● Your assignment
Make an exact copy of every record that follows.

[Point localization data]
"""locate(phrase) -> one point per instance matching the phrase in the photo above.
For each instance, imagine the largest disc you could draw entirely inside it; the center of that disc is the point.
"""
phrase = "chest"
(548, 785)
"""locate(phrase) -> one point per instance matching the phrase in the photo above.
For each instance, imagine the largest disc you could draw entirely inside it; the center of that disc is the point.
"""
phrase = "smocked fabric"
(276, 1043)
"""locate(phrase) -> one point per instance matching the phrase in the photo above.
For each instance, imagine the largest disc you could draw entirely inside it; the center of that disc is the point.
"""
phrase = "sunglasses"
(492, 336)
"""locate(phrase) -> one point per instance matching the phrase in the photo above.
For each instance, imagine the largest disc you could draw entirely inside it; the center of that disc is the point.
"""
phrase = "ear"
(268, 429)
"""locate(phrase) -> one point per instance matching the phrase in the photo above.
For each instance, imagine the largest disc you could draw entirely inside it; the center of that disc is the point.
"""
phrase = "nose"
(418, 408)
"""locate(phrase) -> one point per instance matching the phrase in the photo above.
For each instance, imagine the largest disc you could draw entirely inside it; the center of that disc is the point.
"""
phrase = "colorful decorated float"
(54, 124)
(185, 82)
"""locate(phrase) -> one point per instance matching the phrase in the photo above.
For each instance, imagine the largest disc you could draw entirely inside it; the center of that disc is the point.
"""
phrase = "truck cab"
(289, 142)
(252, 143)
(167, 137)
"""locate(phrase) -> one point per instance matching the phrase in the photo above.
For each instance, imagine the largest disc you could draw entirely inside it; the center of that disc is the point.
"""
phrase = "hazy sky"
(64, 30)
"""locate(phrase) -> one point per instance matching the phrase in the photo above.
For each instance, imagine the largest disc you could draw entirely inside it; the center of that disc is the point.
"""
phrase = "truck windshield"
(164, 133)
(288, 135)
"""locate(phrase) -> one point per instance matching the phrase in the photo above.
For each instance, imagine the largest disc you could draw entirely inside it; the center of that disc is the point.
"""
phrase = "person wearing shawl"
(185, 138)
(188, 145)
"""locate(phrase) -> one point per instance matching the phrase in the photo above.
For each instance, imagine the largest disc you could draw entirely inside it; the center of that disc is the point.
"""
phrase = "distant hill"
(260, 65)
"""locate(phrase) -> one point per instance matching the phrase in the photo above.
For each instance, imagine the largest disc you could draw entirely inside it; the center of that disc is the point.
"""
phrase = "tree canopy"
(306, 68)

● Response to the exercise
"""locate(phrase) -> one point per instance matching the phrase in the photo above.
For each instance, imagine the largest disc you could draw entirely inside it; the center of that disc is the point.
"""
phrase = "chest"
(548, 785)
"""locate(phrase) -> one point per instance matching the phrase in the photo above.
For each instance, imagine the largest disc you could draw entirely inside it; the center of that disc is the point.
"""
phrase = "smocked fabric"
(276, 1043)
"""locate(phrase) -> one point per instance matching the phrase in the photo above.
For each instance, imagine the largest disc you could draw entirely inside it; the center of that disc is the point.
"""
phrase = "sunglasses"
(492, 336)
"""locate(phrase) -> one point per instance matching the phrase in the photo above.
For each instance, imagine the largest disc you could draw entirely inside it; the center of that disc is the point.
"""
phrase = "ear"
(268, 429)
"""locate(phrase) -> one point per instance matching the phrase in the photo above.
For each instance, imagine the largest disc you could draw entirely inside it; the center of that disc is the point.
"""
phrase = "nose"
(418, 408)
"""locate(phrase) -> one point per instance matching the phrase in the photo above.
For each instance, imagine the largest disc you could draw entirely inside it; the center of that disc is the point.
"""
phrase = "colorful decorated float"
(54, 124)
(185, 82)
"""locate(phrase) -> one point per instance matching the phrase in the photo above.
For each instance, imagine the largest disc you could draw entirely inside it; the center of that disc is the point.
"""
phrase = "truck cab"
(289, 142)
(252, 143)
(167, 137)
"""locate(phrase) -> one point per instance matching the phrase in the photo above.
For each instance, imagine the largest disc you could draw entirely inside it; the center of that disc is the point.
"""
phrase = "hazy sky"
(64, 30)
"""locate(phrase) -> one point per instance matching the phrase in the photo above.
For each instance, imagine the largest disc you could draw entirely inside it; the center of that disc is the point.
"""
phrase = "truck windshield"
(164, 133)
(288, 135)
"""locate(phrase) -> one point per instance matching the phrase in the photo above.
For each instance, imagine the largest disc you could draw entirely inside it; the center of that disc is the point.
"""
phrase = "person wearing shawl"
(185, 138)
(188, 145)
"""locate(phrase) -> one point per instance matching the phrase in the photo above.
For each instance, imagine the largest disc you could draw entirely inside it; the center of that disc is the point.
"""
phrase = "distant hill"
(260, 65)
"""locate(phrase) -> one point per instance matching the phrase in the photo above.
For each instance, imagine the largest disc you could draw entirely inside it; the center of that disc is the point.
"""
phrase = "tree canopy"
(306, 68)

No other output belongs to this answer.